[Rows from a pointing dataset]
----

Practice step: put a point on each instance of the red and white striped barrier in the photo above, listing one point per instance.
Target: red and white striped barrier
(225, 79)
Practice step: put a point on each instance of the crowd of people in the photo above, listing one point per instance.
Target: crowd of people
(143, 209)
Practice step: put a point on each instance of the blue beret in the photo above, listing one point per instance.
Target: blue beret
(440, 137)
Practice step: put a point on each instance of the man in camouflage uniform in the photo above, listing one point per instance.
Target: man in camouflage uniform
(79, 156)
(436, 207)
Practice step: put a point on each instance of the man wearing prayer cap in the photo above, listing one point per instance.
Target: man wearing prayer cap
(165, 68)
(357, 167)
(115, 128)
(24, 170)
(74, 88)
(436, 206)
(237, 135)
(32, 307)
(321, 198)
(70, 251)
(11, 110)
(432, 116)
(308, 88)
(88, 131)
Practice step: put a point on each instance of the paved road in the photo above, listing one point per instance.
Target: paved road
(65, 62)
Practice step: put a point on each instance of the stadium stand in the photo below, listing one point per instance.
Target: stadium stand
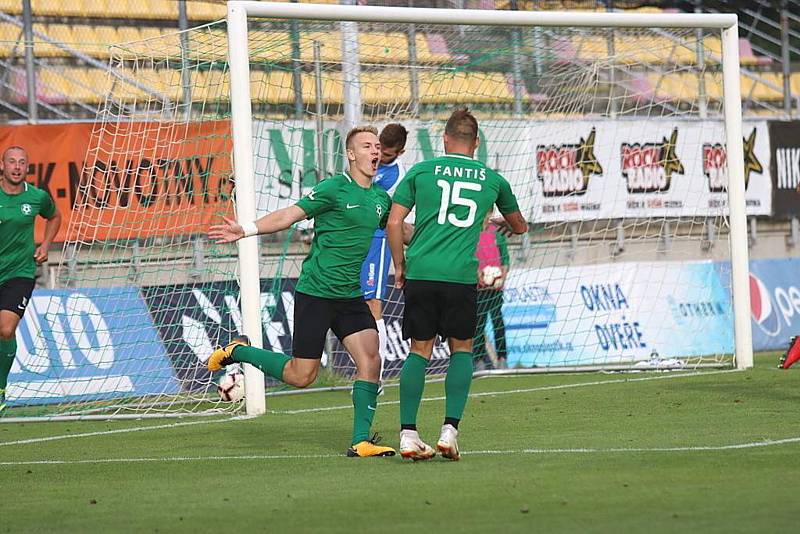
(68, 32)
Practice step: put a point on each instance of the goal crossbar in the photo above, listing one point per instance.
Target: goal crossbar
(481, 17)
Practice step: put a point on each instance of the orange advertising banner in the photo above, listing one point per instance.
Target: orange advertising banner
(129, 180)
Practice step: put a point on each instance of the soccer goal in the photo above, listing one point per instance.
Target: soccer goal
(620, 133)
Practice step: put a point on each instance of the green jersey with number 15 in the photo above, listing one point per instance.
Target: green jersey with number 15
(452, 195)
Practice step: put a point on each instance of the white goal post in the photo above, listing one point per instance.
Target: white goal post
(242, 129)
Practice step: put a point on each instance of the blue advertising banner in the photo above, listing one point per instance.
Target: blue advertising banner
(774, 301)
(88, 344)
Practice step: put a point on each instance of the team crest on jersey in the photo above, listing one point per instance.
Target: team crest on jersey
(648, 167)
(715, 163)
(565, 169)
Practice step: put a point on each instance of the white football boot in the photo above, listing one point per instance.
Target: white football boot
(411, 446)
(447, 444)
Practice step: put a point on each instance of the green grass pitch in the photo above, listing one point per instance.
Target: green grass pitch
(709, 452)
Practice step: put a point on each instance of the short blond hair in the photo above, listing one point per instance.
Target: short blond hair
(357, 130)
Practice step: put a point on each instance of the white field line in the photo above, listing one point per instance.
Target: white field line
(516, 391)
(613, 450)
(120, 431)
(349, 407)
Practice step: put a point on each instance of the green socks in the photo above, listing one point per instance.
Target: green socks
(456, 385)
(8, 350)
(365, 400)
(271, 363)
(412, 384)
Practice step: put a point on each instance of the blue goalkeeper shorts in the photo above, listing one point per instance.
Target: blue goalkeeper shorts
(375, 271)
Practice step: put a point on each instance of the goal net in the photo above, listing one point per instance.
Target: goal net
(613, 140)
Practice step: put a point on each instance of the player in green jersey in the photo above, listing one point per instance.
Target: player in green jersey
(20, 203)
(438, 274)
(347, 209)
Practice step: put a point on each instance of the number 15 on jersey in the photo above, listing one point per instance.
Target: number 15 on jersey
(452, 196)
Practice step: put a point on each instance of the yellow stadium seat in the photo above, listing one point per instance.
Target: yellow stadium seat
(590, 48)
(492, 87)
(128, 34)
(386, 87)
(61, 33)
(271, 87)
(332, 88)
(208, 45)
(215, 84)
(105, 36)
(383, 48)
(443, 87)
(57, 9)
(272, 46)
(759, 90)
(794, 83)
(54, 88)
(12, 7)
(426, 52)
(11, 40)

----

◆ OBJECTIVE: Repeat precisely the lines of the data starting at the one containing "Practice step: put a point on each instance of the team", last line included.

◆ REPLY TO THE TASK:
Practice step: put a point on each instance of the team crest on jersey in the photo above, listing one point per instance.
Target: team crest on jersey
(648, 167)
(715, 163)
(565, 169)
Practice step: put a point on each instance of the white football boot in the photo above, listing one point per instance.
Target: white football boot
(411, 446)
(447, 444)
Practice step: put a point on each instance of the green grass pitch in the photo above, listing one point per instance.
Target: green grass pitch
(709, 452)
Practice step: put a point on each instance of the short blond hair in the photo above, listing one point per instance.
Target: short blond hair
(357, 130)
Practice step: put a point on each instance of the white field line in the photo above, listing one point per instance.
Target: white field line
(516, 391)
(613, 450)
(120, 431)
(349, 407)
Practice step: put a point on each instance of the green socks in the photo above, listing one point per instance.
Target: green socks
(456, 385)
(8, 350)
(365, 400)
(271, 363)
(412, 384)
Practice step: put a point on each instance of the blue goalkeeper shorts in the photo above, listing one point per instance.
Target: blue goalkeeper shorts
(375, 271)
Practice step: put a point on each instance of the goal net in the photo above, listing one point per instance.
Target: goal net
(613, 140)
Practice step: put a point on each instance of the player in green jersey in the photo above, listing one point per instance.
Target: player in green jersey
(20, 203)
(438, 274)
(347, 209)
Practice step: put a point on each instance of the number 15 on jersey in the photo above, listing one point per instance.
Target: number 15 on jersey
(452, 196)
Practice step: put a point on each instance of the yellow stadium seat in the photo above, listing one point per instance.
Target: yellow stadium seat
(590, 48)
(492, 87)
(128, 34)
(386, 87)
(61, 33)
(271, 87)
(332, 88)
(208, 45)
(215, 84)
(105, 36)
(383, 48)
(443, 87)
(57, 9)
(272, 46)
(759, 90)
(794, 83)
(54, 88)
(12, 7)
(426, 52)
(11, 40)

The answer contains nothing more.